Record excerpts
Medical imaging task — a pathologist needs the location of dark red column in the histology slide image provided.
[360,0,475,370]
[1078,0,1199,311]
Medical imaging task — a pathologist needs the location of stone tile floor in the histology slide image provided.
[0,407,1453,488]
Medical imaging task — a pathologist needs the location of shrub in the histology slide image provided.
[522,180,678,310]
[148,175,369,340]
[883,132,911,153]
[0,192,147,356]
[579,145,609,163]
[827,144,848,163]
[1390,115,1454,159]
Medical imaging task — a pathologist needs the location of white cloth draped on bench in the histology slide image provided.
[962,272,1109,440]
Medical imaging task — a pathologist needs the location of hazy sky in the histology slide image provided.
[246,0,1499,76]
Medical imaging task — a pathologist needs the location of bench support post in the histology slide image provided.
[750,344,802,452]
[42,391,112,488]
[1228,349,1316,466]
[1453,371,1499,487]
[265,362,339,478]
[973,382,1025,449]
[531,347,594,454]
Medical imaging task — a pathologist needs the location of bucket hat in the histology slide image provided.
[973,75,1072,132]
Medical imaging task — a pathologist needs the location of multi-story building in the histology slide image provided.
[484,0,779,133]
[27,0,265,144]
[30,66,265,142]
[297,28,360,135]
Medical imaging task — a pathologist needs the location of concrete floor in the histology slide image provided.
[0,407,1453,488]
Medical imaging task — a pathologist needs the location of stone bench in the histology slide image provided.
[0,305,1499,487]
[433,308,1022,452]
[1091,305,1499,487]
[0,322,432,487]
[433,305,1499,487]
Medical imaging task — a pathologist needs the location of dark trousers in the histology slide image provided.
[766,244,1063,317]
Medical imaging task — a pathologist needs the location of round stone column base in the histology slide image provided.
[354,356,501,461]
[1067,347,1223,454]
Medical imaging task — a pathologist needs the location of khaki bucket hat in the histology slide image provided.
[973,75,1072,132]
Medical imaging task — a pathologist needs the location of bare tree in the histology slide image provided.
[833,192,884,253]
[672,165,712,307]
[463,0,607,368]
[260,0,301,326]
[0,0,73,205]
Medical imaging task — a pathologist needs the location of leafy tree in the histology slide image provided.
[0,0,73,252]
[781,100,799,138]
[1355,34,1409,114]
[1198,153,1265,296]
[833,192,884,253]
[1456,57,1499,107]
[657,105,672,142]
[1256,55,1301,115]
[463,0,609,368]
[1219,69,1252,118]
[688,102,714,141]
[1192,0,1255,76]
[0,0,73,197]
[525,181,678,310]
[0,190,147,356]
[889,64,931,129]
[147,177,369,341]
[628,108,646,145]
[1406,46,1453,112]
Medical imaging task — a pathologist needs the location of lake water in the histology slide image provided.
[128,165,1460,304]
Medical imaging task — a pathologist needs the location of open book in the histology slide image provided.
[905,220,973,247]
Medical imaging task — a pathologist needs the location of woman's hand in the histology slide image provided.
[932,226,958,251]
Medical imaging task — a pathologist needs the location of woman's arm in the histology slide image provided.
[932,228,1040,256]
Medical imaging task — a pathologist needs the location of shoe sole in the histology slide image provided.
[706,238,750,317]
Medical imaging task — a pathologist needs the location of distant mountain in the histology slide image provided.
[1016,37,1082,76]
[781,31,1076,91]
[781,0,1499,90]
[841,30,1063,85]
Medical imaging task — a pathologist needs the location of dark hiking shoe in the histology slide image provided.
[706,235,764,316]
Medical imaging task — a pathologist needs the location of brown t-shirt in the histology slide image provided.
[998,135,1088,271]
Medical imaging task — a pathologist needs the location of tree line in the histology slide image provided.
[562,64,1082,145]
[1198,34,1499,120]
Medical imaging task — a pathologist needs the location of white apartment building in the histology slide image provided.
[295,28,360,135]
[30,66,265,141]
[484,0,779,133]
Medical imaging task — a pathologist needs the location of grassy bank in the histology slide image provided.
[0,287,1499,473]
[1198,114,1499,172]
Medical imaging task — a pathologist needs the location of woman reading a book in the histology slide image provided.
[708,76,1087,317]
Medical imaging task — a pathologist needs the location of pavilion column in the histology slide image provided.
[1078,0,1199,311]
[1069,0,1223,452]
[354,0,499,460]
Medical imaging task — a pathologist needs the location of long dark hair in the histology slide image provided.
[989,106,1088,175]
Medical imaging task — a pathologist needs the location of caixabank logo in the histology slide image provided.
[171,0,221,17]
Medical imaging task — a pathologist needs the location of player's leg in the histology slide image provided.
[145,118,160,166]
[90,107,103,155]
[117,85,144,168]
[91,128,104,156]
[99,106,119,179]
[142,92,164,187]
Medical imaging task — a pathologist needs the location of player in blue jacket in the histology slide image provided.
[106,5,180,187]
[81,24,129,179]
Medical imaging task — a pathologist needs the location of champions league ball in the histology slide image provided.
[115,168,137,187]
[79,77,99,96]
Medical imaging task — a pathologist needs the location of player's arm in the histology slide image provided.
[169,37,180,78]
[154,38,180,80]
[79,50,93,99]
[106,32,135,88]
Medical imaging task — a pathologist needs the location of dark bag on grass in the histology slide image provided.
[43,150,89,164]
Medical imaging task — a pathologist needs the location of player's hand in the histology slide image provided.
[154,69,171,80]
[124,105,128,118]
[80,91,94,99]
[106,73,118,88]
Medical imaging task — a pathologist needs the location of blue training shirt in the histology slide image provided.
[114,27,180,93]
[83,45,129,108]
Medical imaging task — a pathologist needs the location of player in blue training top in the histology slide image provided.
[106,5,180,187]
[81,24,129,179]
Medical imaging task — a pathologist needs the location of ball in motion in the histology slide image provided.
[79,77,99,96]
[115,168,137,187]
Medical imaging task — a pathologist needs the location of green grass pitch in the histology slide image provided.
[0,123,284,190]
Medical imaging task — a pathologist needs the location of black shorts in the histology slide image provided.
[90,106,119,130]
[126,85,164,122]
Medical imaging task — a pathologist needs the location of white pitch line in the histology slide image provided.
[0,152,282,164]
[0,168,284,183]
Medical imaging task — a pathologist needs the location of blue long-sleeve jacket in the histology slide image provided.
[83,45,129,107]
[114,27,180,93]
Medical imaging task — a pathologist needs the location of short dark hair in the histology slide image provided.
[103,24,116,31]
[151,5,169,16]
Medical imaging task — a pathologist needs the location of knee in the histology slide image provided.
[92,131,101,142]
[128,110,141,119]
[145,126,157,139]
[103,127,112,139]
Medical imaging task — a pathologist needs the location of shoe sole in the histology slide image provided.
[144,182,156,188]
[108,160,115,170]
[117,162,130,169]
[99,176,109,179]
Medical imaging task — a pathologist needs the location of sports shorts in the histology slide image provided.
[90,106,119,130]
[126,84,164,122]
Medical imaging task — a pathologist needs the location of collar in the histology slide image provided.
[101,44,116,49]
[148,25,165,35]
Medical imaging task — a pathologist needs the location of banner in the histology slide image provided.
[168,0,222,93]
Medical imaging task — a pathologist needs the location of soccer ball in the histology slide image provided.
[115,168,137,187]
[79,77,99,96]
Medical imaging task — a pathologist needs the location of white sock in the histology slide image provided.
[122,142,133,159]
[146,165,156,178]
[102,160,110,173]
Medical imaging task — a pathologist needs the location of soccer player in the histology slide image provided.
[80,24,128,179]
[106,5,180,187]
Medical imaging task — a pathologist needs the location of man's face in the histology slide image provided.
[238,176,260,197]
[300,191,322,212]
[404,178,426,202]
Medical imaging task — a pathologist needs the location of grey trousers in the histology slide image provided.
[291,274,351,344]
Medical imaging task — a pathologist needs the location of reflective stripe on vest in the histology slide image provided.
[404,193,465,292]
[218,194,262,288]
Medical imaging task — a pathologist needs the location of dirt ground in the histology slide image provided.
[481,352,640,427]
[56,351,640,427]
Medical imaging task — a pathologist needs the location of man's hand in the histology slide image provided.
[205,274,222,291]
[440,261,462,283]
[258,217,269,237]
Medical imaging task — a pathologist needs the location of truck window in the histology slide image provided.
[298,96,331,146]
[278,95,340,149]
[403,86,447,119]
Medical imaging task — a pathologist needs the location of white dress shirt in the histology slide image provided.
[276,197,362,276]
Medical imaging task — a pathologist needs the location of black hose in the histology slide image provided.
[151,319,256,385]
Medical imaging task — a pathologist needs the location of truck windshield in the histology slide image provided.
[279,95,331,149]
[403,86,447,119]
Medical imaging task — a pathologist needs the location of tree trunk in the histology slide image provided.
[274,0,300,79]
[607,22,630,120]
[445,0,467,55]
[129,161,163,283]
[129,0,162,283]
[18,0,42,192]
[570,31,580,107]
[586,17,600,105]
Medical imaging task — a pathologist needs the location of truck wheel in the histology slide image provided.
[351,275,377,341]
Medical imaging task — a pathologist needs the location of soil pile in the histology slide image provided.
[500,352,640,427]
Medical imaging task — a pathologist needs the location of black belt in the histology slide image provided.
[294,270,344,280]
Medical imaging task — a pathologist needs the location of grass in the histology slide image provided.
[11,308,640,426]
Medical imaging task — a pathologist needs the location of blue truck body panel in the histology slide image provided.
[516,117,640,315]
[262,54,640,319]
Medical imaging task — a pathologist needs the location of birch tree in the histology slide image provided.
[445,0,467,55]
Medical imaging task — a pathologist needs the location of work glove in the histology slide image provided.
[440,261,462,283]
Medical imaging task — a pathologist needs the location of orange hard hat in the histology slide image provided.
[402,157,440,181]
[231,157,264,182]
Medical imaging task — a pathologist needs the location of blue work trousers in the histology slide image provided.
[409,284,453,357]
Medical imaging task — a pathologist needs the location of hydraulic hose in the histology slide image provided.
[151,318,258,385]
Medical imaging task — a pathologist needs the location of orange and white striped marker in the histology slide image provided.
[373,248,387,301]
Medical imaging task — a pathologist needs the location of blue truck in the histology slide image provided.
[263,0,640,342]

Task goal
Select every line of the entries above that contains the string "trousers" and copy each one in full, keeping the original order.

Exercise solution
Medical imaging task — a pathologist needs the location of dark trousers in the histology slide image provided.
Medical imaging task — a pathologist needs the location of grey trousers in the histology slide image provided.
Medical imaging task — a pathologist needs the location of blue work trousers in the histology slide image provided.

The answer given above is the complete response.